From: ad201@freenet.carleton.ca (Donald Phillipson)
To: darwin-l@ukanaix.cc.ukans.edu
Subject: Diversity in "Work Ethics"

> My international work (geology) related travels have opened my
>eyes to a rather large disparity in "work ethics" worldwide, even given
>that ours in the U.S. tilt to the extreme on the "plus" side.  I have
>discussed this issue at length with local people and their responses
>have proven diverse and interesting, causes ranging from geographic
>isolation to climate to economics.  My impression is that climate,
>particularly extremes, play a significant role in controlling "work
>ethics."

There is a standard literature on this theme, from 19th century writers on
imperial geography to Toynbee ("challenge and response" theory, cf. the
greater challenge of a cold climate.) The full exposition may be in
Ellsworth Huntington's 1945 Mainsprings of Civilization, of which the
paperback blurb claims:  "with devastating logic and sound scholarship,
E.H. shows how climate, weather, geographical location, diet, health and
heredity govern the character of a nation -- and determine its dominant or
defensive position in history and the advance of civilization."

The general idea persists today but is notoriously Politically inCorrect.

--
 |          Donald Phillipson, 4180 Boundary Rd., Carlsbad         |
 |        Springs, Ont., Canada K0A 1K0; tel: (613) 822-0734       |
 |  "What I've always liked about science is its independence from |
 |  authority"--Ontario Science Centre (name on file) 10 July 1981 |

_______________________________________________________________________________

<22:41>From maisel@SDSC.EDU Mon Jun 19 10:22:53 1995

Date: Mon, 19 Jun 1995 08:15:35 -0700 (PDT)
◇ ◇ ◇ ◇ ◇ ◇ ◇
◆ **Directions for this task**:
In the message on work ethics, which 1945 book is named as possibly holding the full exposition of the theme?

◆ **Data**:
◇ ◇ ◇ ◇ ◇ ◇ ◇
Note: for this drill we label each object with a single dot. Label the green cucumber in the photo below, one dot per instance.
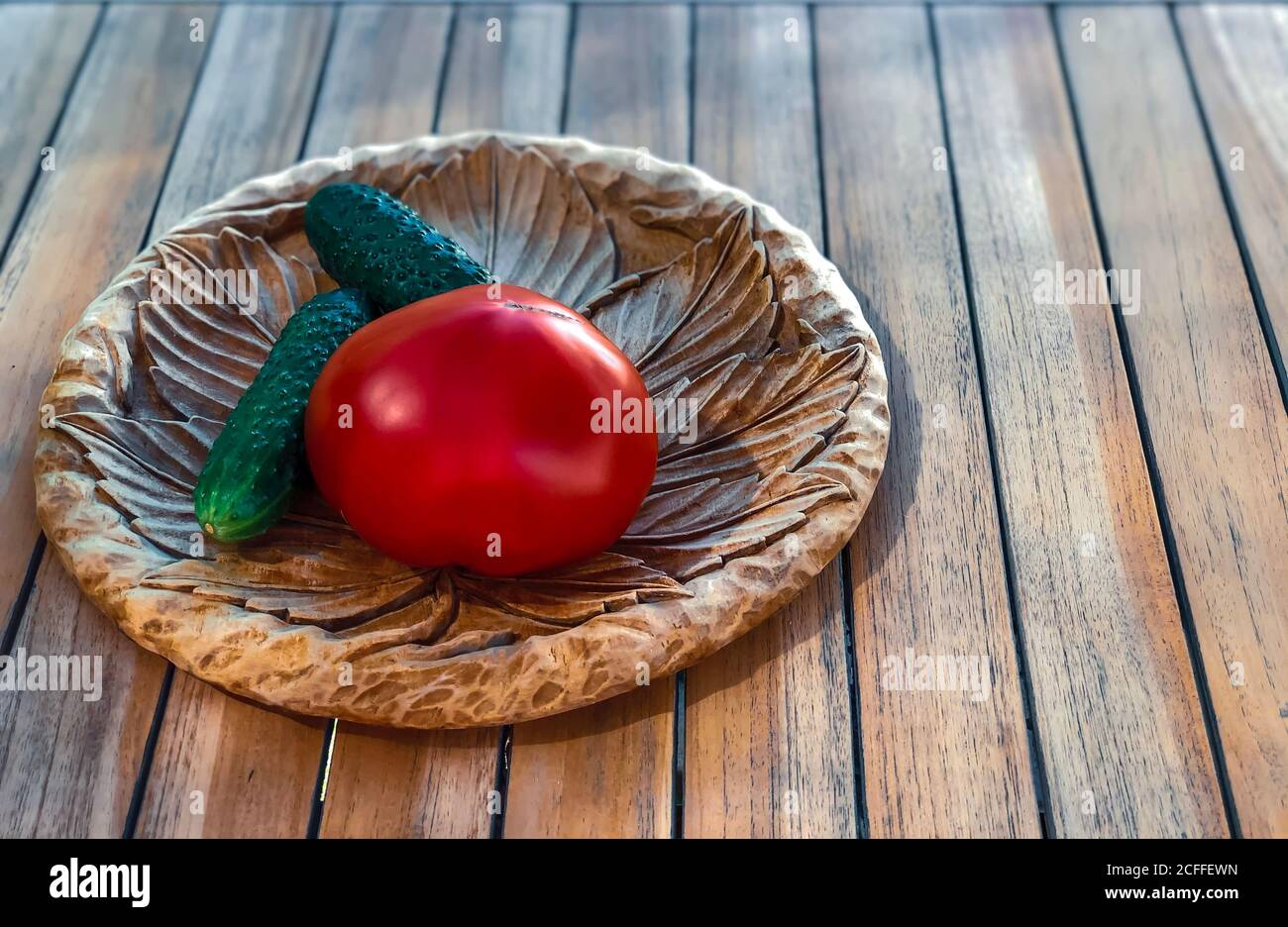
(385, 257)
(369, 240)
(258, 459)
◇ ◇ ◇ ◇ ◇ ◇ ◇
◆ **Result for this exercise**:
Ellsworth Huntington's Mainsprings of Civilization